EXERCISE:
Emit the line that holds "boom in the photo above." and all lines following it through the end of the data, verbatim, and nothing else.

RECORDS FOR THIS EXERCISE:
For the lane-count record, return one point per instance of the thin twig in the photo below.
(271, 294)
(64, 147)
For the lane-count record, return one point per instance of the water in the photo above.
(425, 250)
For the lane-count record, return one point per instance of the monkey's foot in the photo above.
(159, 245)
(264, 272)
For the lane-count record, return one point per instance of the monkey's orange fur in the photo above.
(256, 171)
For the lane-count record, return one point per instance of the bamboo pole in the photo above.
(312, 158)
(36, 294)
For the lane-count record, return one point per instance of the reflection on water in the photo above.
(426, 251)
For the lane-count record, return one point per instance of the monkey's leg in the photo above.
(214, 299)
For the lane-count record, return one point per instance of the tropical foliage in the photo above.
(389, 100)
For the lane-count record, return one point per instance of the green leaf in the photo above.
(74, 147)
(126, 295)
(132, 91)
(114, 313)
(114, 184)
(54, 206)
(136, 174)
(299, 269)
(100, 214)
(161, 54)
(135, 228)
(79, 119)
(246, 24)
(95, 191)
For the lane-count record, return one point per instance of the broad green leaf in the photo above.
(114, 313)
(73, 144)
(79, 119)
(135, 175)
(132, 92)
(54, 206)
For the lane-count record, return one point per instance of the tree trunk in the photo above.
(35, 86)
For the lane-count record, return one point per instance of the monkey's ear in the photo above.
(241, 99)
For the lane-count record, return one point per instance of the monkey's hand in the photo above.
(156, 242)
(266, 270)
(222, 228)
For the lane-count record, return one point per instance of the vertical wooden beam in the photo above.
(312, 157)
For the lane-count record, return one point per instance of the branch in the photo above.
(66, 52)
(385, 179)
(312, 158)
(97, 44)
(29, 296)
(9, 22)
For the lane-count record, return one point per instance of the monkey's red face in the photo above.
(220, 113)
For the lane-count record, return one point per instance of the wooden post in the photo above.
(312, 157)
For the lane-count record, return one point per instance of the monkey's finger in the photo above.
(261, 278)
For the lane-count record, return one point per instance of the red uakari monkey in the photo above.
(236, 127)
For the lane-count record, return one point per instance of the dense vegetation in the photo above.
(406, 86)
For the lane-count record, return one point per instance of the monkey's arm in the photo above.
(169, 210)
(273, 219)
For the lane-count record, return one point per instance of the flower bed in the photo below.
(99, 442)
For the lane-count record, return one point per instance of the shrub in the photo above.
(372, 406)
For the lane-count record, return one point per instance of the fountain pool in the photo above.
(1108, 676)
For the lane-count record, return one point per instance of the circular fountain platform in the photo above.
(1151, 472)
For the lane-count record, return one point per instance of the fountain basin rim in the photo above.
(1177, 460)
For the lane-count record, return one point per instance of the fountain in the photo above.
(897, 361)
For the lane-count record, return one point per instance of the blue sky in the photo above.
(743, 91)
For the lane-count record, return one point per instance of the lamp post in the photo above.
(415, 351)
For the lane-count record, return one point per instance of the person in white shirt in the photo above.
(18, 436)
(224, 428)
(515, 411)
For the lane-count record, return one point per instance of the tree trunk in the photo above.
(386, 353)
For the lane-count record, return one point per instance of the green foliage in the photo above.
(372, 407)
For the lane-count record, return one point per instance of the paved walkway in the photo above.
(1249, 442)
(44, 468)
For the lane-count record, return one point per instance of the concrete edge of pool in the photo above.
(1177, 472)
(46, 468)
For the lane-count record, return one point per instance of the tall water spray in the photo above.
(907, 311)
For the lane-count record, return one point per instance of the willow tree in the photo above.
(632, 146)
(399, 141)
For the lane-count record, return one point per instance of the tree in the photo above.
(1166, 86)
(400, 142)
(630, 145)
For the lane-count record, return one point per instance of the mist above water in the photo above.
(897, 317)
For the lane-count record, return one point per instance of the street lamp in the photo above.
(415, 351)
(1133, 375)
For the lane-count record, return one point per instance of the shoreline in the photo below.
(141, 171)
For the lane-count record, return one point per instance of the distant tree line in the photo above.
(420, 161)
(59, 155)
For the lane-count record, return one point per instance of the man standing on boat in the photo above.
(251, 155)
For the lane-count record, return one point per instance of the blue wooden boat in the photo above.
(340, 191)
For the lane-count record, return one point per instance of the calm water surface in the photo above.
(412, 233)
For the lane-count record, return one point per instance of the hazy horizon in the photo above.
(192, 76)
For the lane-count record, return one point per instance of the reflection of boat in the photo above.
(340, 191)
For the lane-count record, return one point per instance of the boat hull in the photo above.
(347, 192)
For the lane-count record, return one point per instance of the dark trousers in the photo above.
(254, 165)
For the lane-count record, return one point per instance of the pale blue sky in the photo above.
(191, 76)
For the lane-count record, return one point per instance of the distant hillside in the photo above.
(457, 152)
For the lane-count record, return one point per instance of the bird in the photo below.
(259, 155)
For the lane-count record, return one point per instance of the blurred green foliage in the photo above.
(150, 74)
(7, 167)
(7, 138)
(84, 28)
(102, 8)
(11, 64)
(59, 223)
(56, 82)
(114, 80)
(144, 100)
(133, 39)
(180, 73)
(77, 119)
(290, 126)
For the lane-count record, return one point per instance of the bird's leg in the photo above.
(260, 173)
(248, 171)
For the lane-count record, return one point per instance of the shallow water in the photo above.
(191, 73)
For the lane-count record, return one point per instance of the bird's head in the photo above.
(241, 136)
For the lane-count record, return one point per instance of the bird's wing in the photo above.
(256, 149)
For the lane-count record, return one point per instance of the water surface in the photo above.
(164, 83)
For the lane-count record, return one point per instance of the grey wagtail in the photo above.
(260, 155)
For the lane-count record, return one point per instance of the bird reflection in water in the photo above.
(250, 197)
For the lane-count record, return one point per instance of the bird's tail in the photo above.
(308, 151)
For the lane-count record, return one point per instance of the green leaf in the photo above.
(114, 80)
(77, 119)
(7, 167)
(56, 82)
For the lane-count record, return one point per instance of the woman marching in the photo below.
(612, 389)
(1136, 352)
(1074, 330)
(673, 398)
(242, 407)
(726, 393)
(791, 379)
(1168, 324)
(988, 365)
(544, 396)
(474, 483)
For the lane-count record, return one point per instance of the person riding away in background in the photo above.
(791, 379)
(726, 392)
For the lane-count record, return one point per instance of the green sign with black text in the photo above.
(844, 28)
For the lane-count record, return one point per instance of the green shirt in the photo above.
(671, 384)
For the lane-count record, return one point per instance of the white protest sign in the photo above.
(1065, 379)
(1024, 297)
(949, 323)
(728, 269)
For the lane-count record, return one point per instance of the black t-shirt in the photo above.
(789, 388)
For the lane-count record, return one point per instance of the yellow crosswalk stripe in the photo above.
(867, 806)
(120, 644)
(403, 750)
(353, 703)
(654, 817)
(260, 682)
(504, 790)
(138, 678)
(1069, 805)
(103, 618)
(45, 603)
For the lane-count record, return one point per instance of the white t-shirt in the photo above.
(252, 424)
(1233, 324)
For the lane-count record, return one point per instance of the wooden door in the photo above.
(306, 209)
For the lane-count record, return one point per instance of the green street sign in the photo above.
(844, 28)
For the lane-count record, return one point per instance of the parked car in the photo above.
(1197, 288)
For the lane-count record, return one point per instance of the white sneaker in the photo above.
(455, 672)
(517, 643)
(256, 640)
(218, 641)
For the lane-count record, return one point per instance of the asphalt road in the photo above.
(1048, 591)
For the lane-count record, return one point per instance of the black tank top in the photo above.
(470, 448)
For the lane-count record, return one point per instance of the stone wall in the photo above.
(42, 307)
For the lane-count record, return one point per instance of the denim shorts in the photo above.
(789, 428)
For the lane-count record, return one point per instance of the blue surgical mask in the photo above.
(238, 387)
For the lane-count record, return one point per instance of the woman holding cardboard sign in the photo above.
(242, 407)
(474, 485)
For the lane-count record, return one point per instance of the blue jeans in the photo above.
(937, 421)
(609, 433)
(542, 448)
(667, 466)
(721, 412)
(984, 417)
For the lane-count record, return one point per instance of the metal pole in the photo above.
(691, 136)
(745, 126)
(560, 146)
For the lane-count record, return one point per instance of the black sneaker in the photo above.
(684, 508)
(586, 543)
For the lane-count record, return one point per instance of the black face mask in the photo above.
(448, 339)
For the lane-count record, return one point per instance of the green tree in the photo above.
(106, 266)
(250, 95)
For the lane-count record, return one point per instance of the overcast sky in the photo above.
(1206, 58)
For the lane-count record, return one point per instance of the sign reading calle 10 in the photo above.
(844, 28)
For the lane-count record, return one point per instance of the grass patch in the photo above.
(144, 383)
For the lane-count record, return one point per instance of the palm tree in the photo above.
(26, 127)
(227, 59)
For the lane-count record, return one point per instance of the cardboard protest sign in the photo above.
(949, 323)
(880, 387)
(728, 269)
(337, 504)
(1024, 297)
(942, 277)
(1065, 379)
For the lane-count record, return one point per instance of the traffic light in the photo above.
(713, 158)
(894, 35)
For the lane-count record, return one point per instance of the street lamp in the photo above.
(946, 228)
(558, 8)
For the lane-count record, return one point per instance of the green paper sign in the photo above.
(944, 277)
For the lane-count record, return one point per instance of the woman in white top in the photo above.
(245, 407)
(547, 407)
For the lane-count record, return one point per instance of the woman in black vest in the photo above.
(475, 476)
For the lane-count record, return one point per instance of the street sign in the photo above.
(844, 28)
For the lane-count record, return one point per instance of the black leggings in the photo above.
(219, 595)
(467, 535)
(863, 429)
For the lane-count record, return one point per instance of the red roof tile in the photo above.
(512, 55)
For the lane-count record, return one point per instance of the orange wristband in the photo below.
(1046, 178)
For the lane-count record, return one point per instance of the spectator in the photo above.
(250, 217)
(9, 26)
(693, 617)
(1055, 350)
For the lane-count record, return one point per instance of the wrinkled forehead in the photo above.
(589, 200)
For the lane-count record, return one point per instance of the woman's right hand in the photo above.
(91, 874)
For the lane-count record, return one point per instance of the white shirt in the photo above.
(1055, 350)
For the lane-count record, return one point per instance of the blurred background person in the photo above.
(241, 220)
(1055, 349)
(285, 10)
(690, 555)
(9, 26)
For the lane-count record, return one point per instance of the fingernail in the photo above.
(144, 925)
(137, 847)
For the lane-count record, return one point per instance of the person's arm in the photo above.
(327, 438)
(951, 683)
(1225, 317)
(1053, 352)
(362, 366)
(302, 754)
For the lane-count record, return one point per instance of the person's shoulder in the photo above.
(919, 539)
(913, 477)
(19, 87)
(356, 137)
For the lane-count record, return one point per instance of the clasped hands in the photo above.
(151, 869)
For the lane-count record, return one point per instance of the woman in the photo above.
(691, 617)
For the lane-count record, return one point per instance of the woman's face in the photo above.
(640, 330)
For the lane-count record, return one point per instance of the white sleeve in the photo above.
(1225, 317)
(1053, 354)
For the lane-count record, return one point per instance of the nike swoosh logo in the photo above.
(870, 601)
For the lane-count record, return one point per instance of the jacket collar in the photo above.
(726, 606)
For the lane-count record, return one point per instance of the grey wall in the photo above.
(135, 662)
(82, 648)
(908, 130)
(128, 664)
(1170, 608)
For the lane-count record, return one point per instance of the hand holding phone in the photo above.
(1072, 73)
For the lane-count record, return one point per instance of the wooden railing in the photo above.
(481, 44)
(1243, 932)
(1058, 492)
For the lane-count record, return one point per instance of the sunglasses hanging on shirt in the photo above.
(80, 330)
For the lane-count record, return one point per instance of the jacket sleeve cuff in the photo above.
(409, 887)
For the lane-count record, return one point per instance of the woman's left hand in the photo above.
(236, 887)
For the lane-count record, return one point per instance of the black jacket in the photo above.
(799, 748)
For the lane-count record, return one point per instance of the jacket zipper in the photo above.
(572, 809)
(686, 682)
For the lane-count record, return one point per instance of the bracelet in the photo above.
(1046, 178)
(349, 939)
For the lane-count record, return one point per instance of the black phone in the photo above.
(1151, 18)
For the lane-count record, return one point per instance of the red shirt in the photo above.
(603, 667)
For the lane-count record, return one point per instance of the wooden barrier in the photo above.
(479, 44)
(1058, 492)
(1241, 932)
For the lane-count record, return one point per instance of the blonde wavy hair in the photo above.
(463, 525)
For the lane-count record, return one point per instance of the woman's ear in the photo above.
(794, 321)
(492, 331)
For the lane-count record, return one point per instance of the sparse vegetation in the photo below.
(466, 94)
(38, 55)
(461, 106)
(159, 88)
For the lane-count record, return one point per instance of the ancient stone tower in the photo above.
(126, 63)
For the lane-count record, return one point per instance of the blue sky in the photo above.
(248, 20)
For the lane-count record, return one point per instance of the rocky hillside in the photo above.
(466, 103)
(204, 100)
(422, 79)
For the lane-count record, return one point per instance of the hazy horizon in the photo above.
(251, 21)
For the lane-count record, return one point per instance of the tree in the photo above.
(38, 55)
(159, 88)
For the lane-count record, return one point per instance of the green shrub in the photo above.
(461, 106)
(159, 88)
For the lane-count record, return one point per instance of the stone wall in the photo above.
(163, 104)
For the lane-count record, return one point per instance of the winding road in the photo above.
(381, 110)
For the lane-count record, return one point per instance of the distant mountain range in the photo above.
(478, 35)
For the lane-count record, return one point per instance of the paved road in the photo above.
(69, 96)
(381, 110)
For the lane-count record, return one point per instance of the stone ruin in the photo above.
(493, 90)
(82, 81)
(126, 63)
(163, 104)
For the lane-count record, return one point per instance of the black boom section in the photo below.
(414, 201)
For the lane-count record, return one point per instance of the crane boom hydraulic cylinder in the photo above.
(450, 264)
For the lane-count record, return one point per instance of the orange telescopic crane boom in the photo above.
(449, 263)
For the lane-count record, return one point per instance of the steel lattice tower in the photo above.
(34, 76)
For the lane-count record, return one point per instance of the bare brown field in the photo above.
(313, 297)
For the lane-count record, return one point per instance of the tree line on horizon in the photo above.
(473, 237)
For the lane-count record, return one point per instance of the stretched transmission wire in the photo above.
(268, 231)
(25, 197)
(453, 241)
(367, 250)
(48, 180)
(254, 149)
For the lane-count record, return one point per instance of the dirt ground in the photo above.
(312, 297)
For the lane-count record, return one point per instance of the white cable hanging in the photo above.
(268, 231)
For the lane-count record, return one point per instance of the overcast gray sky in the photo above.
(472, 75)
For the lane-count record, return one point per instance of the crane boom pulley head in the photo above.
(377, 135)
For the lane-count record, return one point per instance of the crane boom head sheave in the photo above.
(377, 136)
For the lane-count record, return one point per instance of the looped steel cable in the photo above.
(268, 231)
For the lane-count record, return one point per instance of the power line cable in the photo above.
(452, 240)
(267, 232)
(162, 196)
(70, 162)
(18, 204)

OUTPUT BELOW:
For the lane-count record, return one point per instance of the orange telescopic crane boom in the photo above.
(449, 263)
For the lane-count record, return one point per instance of the steel lattice tower in the photo above.
(34, 76)
For the lane-count record, return one point per instance of the bare brown field in the photo above.
(313, 297)
For the lane-count record, return one point per instance of the tree line on horizon in the photo above.
(473, 237)
For the lane-count record, return one point per instance of the stretched transmission wire in the photo above.
(268, 231)
(25, 197)
(453, 241)
(367, 250)
(48, 180)
(254, 149)
For the lane-count record, return one point per instance of the dirt ground in the photo above.
(312, 297)
For the lane-count record, return one point per instance of the white cable hanging in the photo above.
(268, 231)
For the lane-count record, return one point per instance of the overcast gray sky in the photo above.
(472, 75)
For the lane-count record, return one point per instance of the crane boom pulley head in the photo above.
(377, 135)
For the lane-count record, return one point per instance of the crane boom head sheave in the photo above.
(377, 136)
For the lane-count record, return one point per instance of the looped steel cable in the photo above.
(268, 231)
For the lane-count record, return one point per instance of the power line cable in the photo above.
(452, 240)
(267, 232)
(162, 196)
(70, 162)
(18, 204)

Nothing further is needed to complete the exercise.